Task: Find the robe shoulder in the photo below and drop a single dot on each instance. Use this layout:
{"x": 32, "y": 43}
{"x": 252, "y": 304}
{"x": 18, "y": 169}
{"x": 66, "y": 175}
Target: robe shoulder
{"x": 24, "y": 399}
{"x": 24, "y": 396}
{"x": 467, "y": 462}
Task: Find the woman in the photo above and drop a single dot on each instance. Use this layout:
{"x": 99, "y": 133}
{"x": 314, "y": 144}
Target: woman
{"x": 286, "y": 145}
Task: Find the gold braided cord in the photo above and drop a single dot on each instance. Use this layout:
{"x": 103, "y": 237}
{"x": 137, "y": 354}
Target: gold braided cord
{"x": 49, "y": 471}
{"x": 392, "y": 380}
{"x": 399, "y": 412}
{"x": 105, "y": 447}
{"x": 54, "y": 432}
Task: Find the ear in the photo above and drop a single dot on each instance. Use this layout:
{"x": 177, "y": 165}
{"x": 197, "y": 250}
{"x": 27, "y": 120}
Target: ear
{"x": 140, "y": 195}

**Exercise directions**
Convert the lines from the one containing "Task: Find the gold" through the end of the records, both ends included, into a Markdown table with the columns Row and Text. Number the rows in order and omit any blank lines.

**Result of this exercise**
| Row | Text |
|---|---|
| 1 | Task: Find the gold braided cord in the photo above and drop a single dot on each instance. Use this layout: |
| 2 | {"x": 103, "y": 237} |
| 3 | {"x": 137, "y": 354} |
| 4 | Target: gold braided cord |
| 5 | {"x": 49, "y": 471} |
| 6 | {"x": 392, "y": 380} |
| 7 | {"x": 399, "y": 412} |
| 8 | {"x": 105, "y": 447} |
| 9 | {"x": 54, "y": 432} |
| 10 | Task: Find the ear in the photo above and drop a single dot on each instance. Use this layout: |
| 11 | {"x": 177, "y": 165} |
| 12 | {"x": 197, "y": 250} |
| 13 | {"x": 27, "y": 120} |
| 14 | Target: ear |
| 15 | {"x": 140, "y": 195} |